▸ The exercise: Write out again only the lines between the one with "# Task: locate the curtain rod in this image" and the end of the records below, both ends counted, and don't include the pictures.

══ Recorded data ══

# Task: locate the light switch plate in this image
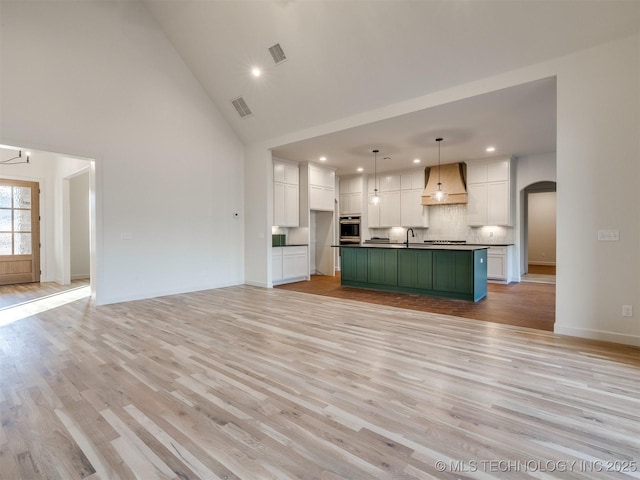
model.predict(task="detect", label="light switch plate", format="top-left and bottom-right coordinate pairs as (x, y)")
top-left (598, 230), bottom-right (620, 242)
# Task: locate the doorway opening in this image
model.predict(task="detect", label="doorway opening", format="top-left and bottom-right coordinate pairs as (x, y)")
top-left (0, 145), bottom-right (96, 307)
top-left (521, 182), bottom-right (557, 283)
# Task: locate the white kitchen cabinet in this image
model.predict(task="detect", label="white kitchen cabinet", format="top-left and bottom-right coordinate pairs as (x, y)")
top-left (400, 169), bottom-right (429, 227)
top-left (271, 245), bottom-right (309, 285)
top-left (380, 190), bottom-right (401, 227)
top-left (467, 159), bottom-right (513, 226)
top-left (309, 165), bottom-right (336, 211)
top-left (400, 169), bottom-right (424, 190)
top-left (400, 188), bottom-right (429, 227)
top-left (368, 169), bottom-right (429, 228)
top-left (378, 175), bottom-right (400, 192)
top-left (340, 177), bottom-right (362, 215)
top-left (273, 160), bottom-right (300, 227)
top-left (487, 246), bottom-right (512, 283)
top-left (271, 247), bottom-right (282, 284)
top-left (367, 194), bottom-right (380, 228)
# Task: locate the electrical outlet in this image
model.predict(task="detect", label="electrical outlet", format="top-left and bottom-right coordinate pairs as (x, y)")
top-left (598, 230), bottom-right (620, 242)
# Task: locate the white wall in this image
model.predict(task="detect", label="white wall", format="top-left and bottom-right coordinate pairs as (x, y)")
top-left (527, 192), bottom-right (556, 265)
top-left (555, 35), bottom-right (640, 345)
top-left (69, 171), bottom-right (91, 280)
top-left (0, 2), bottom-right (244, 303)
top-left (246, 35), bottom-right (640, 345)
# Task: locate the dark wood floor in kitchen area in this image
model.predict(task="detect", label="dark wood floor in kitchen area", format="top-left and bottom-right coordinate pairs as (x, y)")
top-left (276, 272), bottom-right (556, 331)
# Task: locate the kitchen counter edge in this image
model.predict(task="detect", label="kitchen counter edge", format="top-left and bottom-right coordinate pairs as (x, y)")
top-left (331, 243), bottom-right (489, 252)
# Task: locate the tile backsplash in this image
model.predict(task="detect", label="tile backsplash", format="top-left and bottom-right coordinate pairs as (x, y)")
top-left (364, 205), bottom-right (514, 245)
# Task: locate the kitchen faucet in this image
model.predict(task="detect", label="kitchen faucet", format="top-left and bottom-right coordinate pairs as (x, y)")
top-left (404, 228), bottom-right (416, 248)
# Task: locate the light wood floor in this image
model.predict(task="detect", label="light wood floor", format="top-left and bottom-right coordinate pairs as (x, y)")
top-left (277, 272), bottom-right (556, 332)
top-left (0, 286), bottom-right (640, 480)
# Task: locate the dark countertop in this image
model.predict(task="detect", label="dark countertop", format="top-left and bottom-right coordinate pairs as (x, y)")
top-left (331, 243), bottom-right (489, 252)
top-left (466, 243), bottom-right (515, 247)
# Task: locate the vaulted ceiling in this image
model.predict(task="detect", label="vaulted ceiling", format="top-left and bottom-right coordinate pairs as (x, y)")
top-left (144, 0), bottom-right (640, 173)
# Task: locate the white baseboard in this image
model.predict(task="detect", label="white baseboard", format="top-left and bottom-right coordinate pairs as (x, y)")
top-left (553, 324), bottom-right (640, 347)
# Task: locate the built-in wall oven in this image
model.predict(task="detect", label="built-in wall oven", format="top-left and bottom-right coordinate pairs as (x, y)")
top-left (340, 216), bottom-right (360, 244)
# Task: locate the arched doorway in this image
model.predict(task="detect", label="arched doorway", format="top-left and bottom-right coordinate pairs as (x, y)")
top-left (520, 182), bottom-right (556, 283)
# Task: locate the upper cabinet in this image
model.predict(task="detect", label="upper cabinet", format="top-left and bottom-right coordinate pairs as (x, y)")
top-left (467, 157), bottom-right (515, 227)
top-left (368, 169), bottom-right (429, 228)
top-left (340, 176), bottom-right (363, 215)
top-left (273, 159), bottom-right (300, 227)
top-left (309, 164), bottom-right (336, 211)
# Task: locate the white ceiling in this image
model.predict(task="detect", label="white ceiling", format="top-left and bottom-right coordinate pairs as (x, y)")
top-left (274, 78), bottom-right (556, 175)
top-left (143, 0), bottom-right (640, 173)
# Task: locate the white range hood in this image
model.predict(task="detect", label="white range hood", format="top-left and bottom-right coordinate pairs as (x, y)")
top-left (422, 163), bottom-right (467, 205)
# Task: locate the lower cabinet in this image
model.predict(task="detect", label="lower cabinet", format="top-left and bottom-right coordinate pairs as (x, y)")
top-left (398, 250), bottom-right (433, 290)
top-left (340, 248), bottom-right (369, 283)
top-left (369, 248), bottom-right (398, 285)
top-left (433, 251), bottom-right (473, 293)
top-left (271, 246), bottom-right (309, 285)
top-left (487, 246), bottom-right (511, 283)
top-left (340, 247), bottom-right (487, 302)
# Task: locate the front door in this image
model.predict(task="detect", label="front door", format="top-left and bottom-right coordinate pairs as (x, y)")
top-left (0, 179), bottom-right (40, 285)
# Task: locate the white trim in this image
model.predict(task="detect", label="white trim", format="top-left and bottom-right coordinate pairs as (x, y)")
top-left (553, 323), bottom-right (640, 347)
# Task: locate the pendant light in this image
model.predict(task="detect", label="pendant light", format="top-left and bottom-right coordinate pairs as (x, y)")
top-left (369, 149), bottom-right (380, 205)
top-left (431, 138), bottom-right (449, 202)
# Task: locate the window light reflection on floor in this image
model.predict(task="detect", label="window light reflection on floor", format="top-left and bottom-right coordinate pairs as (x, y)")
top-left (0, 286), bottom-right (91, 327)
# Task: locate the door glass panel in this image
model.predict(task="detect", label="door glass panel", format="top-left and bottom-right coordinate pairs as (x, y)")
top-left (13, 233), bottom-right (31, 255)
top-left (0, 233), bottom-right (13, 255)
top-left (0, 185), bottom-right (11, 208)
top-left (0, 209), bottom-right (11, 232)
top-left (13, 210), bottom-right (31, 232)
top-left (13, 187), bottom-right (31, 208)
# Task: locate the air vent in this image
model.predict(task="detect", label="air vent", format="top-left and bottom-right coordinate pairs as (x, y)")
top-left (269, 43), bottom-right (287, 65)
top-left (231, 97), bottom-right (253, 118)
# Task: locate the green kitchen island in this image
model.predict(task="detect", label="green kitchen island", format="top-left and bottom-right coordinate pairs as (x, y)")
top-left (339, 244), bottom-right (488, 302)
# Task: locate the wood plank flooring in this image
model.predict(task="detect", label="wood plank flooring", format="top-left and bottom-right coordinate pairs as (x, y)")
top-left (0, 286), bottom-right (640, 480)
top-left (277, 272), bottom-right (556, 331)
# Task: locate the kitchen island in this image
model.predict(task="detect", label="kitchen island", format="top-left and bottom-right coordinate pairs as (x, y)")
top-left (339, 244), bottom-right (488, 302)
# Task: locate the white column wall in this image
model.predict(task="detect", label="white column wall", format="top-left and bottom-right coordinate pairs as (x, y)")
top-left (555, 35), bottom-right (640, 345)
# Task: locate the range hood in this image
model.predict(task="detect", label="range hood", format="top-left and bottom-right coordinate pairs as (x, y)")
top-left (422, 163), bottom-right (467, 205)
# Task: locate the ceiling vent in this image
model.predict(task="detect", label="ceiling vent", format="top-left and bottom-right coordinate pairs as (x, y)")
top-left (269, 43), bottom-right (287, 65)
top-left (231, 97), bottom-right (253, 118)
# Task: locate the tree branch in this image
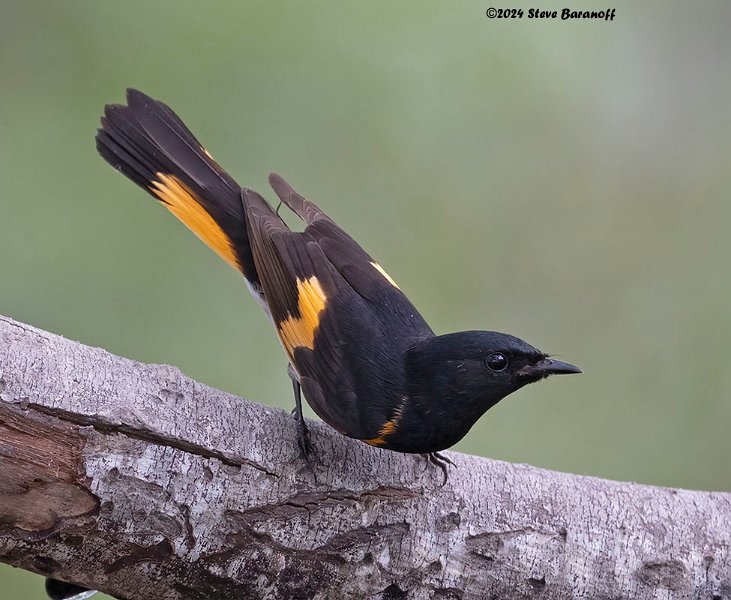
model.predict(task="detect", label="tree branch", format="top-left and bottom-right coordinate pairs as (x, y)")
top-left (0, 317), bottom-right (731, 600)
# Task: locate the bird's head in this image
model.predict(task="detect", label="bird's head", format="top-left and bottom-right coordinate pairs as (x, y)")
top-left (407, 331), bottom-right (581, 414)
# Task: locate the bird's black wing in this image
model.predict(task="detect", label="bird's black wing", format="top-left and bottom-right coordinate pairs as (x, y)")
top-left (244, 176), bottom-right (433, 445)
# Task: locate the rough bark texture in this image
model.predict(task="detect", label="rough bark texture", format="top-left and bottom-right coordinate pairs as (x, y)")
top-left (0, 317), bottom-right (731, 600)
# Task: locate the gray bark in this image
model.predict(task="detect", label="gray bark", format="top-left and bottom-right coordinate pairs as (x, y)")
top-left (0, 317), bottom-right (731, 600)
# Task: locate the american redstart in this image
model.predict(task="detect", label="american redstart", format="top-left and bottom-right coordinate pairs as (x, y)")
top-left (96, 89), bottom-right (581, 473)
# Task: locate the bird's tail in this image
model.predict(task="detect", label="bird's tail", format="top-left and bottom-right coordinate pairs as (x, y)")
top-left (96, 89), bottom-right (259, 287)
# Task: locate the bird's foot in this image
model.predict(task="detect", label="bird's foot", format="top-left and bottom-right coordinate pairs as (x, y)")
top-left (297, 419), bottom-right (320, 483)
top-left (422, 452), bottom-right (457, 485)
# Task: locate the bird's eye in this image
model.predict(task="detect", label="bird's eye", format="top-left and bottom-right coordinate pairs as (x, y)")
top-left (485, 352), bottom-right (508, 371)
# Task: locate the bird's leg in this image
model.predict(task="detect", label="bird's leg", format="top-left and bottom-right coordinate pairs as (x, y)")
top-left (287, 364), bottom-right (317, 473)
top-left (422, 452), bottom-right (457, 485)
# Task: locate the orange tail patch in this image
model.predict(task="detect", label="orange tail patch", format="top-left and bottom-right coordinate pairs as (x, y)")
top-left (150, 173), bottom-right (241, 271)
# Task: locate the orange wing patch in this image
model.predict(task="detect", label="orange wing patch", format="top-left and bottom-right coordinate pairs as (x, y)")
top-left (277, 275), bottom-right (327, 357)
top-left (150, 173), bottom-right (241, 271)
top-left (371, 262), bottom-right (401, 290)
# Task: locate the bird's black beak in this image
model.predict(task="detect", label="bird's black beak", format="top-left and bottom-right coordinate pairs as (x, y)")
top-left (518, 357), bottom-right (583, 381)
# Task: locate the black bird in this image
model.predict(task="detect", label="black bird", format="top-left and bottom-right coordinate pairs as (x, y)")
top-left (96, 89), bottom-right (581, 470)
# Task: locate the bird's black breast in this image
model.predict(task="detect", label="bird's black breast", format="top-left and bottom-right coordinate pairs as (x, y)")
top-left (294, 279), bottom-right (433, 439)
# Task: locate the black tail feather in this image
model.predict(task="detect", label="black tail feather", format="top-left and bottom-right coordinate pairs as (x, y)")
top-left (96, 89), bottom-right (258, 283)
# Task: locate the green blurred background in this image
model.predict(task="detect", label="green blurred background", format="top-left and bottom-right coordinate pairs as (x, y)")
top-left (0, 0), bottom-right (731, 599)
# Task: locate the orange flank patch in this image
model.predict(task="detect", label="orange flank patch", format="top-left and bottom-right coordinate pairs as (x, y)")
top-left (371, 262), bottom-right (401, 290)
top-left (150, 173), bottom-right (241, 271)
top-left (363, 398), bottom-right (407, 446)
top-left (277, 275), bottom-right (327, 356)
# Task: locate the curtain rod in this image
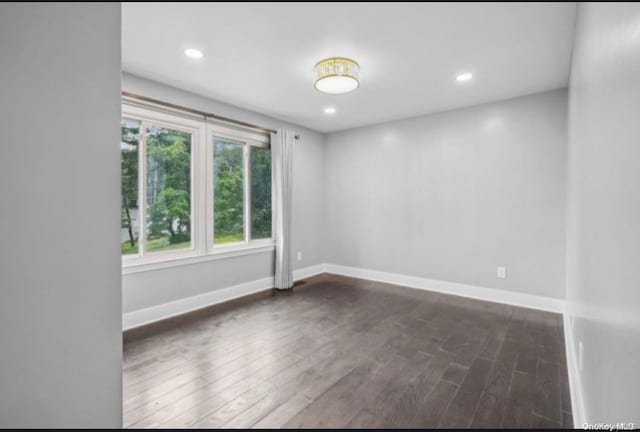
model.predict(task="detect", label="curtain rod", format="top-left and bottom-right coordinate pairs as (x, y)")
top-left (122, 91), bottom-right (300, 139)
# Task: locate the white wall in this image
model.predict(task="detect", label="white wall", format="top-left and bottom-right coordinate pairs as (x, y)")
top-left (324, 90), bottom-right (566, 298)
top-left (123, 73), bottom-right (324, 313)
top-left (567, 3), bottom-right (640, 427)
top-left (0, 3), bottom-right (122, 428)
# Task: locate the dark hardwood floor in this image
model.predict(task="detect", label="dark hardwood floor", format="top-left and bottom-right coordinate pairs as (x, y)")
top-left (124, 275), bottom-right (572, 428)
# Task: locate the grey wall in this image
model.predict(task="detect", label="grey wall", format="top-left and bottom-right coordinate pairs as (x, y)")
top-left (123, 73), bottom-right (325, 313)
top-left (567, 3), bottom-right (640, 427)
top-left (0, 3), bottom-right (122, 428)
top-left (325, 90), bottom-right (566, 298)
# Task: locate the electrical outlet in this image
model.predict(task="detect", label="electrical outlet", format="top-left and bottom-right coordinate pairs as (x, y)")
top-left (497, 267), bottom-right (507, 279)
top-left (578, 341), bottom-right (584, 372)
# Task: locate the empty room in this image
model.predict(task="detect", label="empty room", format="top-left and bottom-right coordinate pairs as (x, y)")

═══

▸ Reply:
# Task: locate the curtain rod in this image
model.predict(task="detect", label="curtain rod", format="top-left and bottom-right coordinate pairs as (x, y)")
top-left (122, 91), bottom-right (300, 139)
# Task: locate the white wall in this image
model.predict(task="detect", label="white wall", format="top-left and bottom-right coordinate pairs as (x, y)")
top-left (324, 90), bottom-right (566, 298)
top-left (123, 73), bottom-right (324, 313)
top-left (567, 3), bottom-right (640, 427)
top-left (0, 3), bottom-right (122, 428)
# Task: locate the dark hardwood floor in this image
model.predict(task="detect", label="dark hardwood floor", format="top-left and bottom-right coordinate pairs as (x, y)")
top-left (124, 275), bottom-right (572, 428)
# Task: locate the grey wall in this image
model.predict(task="detect", label="grey wall", format="top-left and bottom-right coordinate pairs as (x, y)")
top-left (123, 73), bottom-right (325, 313)
top-left (567, 3), bottom-right (640, 427)
top-left (0, 3), bottom-right (122, 428)
top-left (325, 90), bottom-right (566, 298)
# Task: locate the electrical outlet in this image
model.predict(task="detect", label="electrical outlet", format="top-left and bottom-right coordinate pairs as (x, y)")
top-left (497, 267), bottom-right (507, 279)
top-left (578, 341), bottom-right (584, 372)
# Task: locate the empty room in this image
model.predict(task="detect", label="empty room", format="top-left and bottom-right coordinate pairs as (x, y)")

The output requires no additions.